### Passage provided ###
There was a jam session in the last set with a great young alto player, Danny Raycraft One to watch out for...

New project with Max Ionata by Elaine Crouch


I'm pleased to announce a new project and collaboration with fellow tenor player Max Ionata. Named after the 1994 album from Roy Hargrove of the same name that featured 5 US tenor saxophonists, 'Tenors of our Time' will be a swinging straight ahead mix of originals and standards and includes Ross Stanley on organ and Luca Santaniello on drums. There’s an album in the pipeline and some UK dates in May. More news and details coming soon...

Darius Brubeck in Szczecin, Poland by Elaine Crouch

Due to bad UK weather conditions we had two flights cancelled and our plans of making it out a day early to be less fraught were scuppered.

Left Brixton at 6:45am for a 9am flight from Heathrow on Eurowings. We were met at Berlin Tegel Airport and had a 2 hour car journey over extraordinarily bumpy roads to Szczecin. The city had that grey, solemn kind of Cold War look to it and it was about -5 degrees. Our hotel (Dana) was no exception from the outside, but inside was absolutely beautiful in an old fashioned no expenses spared kind of way - lots of chandeliers and heavy furniture.

It was 3pm and all we knew about our itinerary was that we were playing that night. So we did what touring musicians do and seized the opportunity to eat. The menu was fantastic and we had rare steaks and Polish red wine. By the time we’d finished we had been contacted and told we’d be taken in 20 minutes time to the venue. Nicely exhausted now, we changed into our suits and went to the spectacular Philharmonic Hall.
###
Problems and tasks:
a) In the musician's blog posts, why is the new project called 'Tenors of our Time'? Answer in one to three sentences.
b) Answer these questions from the musician's blog posts:
(i) Who plays organ in the new project with Max Ionata?
(ii) At which airport was the group met on the way to Szczecin?
(iii) What was the name of the hotel in Szczecin?
c) Continue the post about Darius Brubeck in Szczecin from the point where the group arrives at the Philharmonic Hall.
The spatial localization data is separate material, unrelated to the musician's blog posts.
### Recorded data ###
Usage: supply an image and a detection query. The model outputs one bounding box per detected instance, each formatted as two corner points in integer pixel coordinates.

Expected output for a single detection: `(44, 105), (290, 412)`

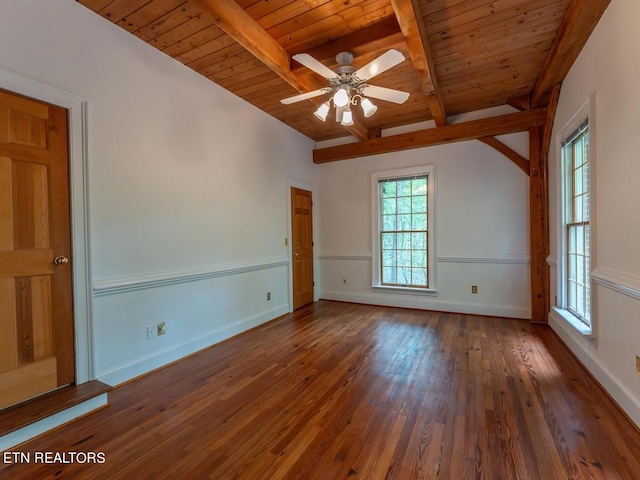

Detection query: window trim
(553, 94), (597, 337)
(371, 165), (438, 295)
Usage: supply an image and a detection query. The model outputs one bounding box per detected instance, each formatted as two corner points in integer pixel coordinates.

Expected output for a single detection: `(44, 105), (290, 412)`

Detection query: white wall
(319, 111), (530, 318)
(549, 0), (640, 425)
(0, 0), (317, 383)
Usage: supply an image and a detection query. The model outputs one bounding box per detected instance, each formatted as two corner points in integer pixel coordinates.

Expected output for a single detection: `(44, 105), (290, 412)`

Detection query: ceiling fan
(280, 48), (409, 127)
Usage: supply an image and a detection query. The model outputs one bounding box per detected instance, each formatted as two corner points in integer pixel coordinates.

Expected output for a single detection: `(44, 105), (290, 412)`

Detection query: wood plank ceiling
(78, 0), (610, 156)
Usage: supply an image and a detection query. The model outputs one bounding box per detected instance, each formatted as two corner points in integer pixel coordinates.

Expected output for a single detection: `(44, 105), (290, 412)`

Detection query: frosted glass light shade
(333, 85), (349, 107)
(314, 102), (329, 122)
(340, 110), (353, 127)
(360, 98), (378, 117)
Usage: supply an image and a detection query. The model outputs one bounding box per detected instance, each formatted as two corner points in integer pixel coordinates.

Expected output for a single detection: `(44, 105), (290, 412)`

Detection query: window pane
(398, 197), (411, 213)
(582, 192), (589, 222)
(411, 213), (427, 230)
(398, 180), (411, 197)
(396, 267), (411, 285)
(397, 250), (411, 267)
(382, 267), (396, 284)
(568, 226), (576, 253)
(397, 233), (411, 250)
(397, 213), (411, 231)
(573, 167), (583, 195)
(411, 197), (427, 213)
(567, 254), (576, 282)
(382, 233), (396, 250)
(411, 178), (427, 196)
(382, 250), (396, 267)
(411, 268), (427, 287)
(571, 197), (583, 223)
(411, 232), (427, 250)
(574, 225), (584, 255)
(382, 215), (396, 230)
(381, 182), (396, 198)
(382, 198), (396, 215)
(411, 250), (427, 268)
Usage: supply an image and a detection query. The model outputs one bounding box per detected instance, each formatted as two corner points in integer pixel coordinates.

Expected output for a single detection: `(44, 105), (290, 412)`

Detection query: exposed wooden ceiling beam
(531, 0), (611, 107)
(542, 83), (562, 156)
(391, 0), (447, 126)
(291, 16), (404, 74)
(189, 0), (368, 140)
(478, 137), (529, 175)
(313, 108), (547, 163)
(507, 95), (531, 112)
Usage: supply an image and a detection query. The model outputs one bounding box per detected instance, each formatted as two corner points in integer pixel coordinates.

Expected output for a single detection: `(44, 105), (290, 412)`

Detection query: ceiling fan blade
(353, 48), (404, 82)
(291, 53), (338, 79)
(280, 87), (331, 105)
(362, 85), (409, 104)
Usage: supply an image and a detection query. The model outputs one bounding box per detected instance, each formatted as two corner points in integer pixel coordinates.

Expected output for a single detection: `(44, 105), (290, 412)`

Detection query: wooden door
(0, 91), (75, 408)
(291, 187), (313, 310)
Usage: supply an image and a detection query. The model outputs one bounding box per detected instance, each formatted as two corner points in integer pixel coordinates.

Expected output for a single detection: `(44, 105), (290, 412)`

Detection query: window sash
(378, 175), (430, 289)
(562, 121), (591, 327)
(566, 222), (591, 326)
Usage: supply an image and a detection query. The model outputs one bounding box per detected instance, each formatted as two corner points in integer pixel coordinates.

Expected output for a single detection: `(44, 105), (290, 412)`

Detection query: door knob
(53, 256), (69, 265)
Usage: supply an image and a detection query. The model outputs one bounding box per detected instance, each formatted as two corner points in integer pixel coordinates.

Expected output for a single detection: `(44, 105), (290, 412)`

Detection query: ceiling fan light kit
(281, 49), (409, 127)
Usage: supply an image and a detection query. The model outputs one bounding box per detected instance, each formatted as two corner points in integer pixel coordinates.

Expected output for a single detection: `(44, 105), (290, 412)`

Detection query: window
(372, 166), (435, 293)
(562, 120), (591, 326)
(553, 94), (597, 336)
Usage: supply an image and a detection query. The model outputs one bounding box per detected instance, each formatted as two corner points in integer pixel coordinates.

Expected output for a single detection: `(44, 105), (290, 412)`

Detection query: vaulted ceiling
(78, 0), (610, 160)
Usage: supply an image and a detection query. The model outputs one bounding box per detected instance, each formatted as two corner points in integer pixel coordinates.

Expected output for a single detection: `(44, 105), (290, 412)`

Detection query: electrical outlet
(147, 325), (158, 340)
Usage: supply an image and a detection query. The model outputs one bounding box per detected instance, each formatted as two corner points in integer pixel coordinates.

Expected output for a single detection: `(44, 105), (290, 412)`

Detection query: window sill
(551, 307), (593, 337)
(371, 285), (438, 297)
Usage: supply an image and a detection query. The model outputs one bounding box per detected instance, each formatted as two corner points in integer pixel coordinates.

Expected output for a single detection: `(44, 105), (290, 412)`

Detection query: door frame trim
(286, 178), (320, 312)
(0, 67), (95, 384)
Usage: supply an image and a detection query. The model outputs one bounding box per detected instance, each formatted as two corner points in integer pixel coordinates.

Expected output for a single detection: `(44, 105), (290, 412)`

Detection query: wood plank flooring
(0, 301), (640, 480)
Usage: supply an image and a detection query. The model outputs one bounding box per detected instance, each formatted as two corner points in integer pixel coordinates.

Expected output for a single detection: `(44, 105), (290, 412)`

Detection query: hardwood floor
(0, 301), (640, 480)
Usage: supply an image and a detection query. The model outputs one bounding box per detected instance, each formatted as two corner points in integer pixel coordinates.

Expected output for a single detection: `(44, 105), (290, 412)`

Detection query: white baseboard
(320, 292), (531, 319)
(0, 393), (108, 452)
(97, 305), (289, 386)
(549, 311), (640, 427)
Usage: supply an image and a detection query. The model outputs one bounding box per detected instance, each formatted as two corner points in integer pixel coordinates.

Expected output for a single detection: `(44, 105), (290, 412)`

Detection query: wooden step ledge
(0, 380), (112, 437)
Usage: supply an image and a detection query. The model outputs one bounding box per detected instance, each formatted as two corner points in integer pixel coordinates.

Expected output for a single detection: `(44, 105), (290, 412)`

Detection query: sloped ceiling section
(78, 0), (610, 161)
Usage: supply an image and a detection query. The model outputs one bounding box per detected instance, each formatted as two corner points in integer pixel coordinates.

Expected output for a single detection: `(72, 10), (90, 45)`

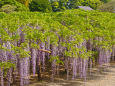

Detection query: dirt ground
(29, 64), (115, 86)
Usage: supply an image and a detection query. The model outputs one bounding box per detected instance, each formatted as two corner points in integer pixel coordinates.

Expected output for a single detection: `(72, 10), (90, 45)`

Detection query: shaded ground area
(29, 63), (115, 86)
###
Answers per task:
a) The project takes its name from Roy Hargrove's 1994 album of the same name. That album featured five US tenor saxophonists.

b)
(i) Ross Stanley
(ii) Berlin Tegel Airport
(iii) Dana

c)
Soundcheck was challenging because we like to set up close and play very acoustic. However the support band was already set up and soundchecked and we were asked not to move anything before our set. The support group was about a 12-piece band including vocals, electronics, strings..... monitors everywhere and the drums miles away with swathes of damping taped to the snare.

Soundcheck finished at 7 and showtime was 8. We assumed we’d be on around 9. Backstage was a futuristic labyrinth like the Battlestar Galactica..... and yet there was pretty much zero hospitality other than bottles of water.

It was 10:30 before we went on in the end. The audience clapped in the right places but it was rare anyone cracked a smile until we suddenly got a standing ovation at the end! Afterwards we were locked out of our dressing room and the whole process of waiting to go back to the hotel was very Spinal Tap and seemed interminable.

I got to bed at 12:30 knowing I had to leave at 3:30am. Oh the glamour.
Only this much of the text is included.